- WHAT YOU WILL DO -
Copy out the stretch of rows from the beginning through the line that contains "positive clicks: (370, 1028)", keeping every character the same and including both ends.

*** THE DATA Section Begins ***

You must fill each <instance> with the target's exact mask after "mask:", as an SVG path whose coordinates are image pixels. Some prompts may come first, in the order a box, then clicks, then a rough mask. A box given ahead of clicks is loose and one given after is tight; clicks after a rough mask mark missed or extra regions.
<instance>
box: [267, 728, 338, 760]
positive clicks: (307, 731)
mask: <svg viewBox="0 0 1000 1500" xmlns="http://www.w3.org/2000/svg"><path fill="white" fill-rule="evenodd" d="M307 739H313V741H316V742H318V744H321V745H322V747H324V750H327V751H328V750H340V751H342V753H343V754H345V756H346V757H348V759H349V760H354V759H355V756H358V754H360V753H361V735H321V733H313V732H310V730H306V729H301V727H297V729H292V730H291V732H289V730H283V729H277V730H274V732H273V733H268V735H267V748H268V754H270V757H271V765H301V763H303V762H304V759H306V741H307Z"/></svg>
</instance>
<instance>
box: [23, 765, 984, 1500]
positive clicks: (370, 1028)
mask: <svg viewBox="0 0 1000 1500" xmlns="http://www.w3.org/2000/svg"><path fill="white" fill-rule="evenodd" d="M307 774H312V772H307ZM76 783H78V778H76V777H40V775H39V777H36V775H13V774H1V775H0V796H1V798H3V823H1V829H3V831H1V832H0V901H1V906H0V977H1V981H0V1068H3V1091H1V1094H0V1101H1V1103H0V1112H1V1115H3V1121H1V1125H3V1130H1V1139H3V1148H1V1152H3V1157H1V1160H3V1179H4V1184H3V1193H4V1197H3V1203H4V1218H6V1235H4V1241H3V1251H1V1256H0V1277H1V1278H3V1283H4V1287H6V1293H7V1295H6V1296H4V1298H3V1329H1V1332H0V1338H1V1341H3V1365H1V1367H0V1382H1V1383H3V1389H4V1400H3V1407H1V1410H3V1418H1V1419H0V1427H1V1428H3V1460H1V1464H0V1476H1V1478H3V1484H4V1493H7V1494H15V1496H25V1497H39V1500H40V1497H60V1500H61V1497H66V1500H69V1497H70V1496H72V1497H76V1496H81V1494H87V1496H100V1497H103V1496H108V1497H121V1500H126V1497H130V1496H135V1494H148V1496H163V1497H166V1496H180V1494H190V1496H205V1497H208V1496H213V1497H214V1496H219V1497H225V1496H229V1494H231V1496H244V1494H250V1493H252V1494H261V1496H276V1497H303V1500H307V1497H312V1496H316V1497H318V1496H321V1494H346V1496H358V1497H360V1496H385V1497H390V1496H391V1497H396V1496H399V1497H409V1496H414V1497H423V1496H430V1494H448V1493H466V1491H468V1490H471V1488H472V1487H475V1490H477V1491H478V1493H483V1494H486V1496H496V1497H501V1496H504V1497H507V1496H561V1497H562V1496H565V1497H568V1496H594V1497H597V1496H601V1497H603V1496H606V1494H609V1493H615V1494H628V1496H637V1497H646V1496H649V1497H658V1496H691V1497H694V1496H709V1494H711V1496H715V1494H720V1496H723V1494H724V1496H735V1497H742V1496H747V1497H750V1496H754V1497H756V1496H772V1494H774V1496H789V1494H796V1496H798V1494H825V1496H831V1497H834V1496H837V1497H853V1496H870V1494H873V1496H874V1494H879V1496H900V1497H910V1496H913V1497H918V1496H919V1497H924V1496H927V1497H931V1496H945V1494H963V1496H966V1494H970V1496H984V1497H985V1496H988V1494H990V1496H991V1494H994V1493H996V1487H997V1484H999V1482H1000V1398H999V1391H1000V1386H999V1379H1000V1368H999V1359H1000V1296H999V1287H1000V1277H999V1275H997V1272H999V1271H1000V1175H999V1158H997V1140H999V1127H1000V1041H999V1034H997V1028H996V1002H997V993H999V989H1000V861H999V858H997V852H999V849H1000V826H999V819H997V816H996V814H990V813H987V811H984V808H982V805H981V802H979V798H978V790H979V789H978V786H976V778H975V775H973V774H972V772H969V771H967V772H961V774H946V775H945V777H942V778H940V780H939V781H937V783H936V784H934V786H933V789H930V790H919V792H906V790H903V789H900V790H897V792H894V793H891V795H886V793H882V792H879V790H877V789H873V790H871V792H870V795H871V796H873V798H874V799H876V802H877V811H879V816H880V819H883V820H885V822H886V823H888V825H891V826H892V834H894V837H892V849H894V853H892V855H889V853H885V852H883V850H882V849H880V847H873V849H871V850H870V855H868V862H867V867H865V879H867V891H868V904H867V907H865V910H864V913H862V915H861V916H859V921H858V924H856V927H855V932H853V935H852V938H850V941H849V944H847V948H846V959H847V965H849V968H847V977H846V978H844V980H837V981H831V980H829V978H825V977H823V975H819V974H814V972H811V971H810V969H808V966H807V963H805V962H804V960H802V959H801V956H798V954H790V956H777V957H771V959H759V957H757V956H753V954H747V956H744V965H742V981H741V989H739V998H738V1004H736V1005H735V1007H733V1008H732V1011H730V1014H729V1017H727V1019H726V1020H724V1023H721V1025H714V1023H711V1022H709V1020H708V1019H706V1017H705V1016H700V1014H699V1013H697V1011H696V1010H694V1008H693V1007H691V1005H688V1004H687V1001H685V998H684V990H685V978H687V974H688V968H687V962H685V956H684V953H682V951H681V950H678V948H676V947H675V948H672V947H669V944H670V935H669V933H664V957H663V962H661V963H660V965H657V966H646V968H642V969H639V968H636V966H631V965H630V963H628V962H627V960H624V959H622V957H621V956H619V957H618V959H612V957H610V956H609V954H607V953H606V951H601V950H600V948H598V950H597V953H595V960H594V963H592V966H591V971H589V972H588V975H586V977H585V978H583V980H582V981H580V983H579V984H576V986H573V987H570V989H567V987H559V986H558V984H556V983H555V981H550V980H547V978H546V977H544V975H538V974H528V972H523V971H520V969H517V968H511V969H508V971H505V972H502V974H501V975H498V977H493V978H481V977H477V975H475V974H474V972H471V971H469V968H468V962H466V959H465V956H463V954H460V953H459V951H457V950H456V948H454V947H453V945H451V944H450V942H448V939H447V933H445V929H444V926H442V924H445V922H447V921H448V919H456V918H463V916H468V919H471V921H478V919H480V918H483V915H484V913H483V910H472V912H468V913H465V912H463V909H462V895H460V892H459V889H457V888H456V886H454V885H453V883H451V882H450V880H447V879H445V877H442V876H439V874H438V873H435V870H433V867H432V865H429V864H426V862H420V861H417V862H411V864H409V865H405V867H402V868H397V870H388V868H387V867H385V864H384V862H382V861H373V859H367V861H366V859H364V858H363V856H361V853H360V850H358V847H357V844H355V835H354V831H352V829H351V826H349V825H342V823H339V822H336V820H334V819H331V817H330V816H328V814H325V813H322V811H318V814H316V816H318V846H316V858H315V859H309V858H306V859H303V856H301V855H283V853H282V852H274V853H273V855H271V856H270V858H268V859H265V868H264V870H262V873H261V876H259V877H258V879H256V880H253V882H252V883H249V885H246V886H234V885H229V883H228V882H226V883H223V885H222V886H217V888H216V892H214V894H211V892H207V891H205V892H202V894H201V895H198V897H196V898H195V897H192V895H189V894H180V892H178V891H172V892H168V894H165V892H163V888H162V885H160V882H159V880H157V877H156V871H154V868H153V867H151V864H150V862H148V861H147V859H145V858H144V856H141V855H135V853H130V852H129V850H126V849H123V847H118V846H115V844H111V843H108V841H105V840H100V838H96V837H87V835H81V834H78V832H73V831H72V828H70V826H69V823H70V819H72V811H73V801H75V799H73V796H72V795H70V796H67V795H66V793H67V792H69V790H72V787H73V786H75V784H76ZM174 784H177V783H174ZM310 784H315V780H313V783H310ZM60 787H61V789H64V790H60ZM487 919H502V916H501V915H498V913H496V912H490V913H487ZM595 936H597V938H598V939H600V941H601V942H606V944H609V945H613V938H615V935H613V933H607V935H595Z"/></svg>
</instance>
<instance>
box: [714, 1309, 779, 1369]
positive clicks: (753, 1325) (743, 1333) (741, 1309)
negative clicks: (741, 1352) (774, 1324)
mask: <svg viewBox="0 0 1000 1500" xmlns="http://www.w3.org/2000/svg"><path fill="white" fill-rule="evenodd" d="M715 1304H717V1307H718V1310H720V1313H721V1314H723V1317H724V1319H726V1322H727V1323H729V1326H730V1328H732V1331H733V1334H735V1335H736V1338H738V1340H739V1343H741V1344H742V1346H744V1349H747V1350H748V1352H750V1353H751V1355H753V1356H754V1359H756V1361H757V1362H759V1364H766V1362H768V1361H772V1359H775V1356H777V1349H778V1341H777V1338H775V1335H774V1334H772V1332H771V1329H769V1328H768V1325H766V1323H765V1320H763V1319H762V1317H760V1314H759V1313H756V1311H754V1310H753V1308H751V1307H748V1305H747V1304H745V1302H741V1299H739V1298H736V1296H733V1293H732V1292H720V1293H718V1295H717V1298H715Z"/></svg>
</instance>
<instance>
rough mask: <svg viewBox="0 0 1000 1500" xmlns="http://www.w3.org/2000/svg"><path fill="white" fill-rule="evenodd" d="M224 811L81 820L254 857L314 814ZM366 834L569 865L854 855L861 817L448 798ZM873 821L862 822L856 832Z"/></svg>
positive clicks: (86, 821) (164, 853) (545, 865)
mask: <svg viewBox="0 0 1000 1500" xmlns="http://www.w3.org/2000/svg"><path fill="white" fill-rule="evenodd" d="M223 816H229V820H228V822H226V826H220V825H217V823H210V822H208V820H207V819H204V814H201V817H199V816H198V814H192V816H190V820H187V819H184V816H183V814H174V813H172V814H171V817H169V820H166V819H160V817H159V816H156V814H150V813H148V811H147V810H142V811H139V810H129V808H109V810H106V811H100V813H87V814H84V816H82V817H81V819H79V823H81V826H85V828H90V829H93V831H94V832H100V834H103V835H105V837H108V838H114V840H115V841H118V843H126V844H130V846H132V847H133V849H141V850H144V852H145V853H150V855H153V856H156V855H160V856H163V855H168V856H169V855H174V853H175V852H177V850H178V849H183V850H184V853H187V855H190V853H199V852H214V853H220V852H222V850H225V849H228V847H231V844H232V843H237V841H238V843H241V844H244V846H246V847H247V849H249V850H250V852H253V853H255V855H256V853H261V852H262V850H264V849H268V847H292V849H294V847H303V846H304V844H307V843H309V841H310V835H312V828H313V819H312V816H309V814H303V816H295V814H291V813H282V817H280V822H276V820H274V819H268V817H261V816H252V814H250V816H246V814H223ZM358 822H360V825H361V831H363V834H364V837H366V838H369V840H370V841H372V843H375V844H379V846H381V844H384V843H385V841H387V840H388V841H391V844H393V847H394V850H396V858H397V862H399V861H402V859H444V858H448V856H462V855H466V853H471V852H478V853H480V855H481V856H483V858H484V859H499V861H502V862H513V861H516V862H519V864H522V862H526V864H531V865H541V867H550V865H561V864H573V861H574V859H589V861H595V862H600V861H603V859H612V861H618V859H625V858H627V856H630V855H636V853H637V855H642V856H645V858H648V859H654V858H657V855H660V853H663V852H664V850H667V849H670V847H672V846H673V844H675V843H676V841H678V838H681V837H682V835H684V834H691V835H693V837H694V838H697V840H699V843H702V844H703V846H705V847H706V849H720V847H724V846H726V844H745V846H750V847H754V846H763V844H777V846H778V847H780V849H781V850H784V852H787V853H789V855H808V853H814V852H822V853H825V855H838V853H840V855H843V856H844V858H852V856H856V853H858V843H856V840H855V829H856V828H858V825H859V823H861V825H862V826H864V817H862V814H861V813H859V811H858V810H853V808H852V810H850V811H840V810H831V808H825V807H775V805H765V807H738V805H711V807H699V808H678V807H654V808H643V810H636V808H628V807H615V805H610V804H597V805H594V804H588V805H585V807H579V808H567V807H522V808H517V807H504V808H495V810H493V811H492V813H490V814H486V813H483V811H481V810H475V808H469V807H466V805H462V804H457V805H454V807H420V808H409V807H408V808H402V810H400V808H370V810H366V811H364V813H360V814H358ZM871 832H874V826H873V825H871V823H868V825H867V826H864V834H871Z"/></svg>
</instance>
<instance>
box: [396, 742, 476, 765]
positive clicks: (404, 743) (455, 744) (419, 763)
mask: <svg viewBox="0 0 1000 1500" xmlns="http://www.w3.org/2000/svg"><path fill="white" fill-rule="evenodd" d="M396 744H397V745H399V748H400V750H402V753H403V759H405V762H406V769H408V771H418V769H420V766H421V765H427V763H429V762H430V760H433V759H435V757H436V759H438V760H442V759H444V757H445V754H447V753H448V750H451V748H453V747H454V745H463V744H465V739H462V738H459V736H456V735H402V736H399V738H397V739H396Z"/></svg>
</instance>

*** THE DATA Section Ends ***

- TASK SOLUTION -
You must fill each <instance> with the target's exact mask after "mask:", as an SVG path whose coordinates are image pixels. Some prompts may come first, in the order a box, then clicks, then a rough mask. A box given ahead of clicks is loose and one given after is tight; clicks after a rough mask mark missed or extra regions.
<instance>
box: [267, 728, 338, 760]
positive clicks: (307, 731)
mask: <svg viewBox="0 0 1000 1500" xmlns="http://www.w3.org/2000/svg"><path fill="white" fill-rule="evenodd" d="M307 739H313V741H316V742H318V744H321V745H322V747H324V750H327V751H328V750H340V751H342V753H343V754H345V756H346V757H348V759H349V760H354V759H355V756H358V754H360V753H361V735H321V733H313V732H310V730H306V729H301V727H297V729H292V730H291V732H289V730H283V729H277V730H274V732H273V733H268V735H267V748H268V754H270V757H271V765H301V763H303V762H304V759H306V741H307Z"/></svg>
</instance>
<instance>
box: [23, 765, 984, 1500]
positive clicks: (370, 1028)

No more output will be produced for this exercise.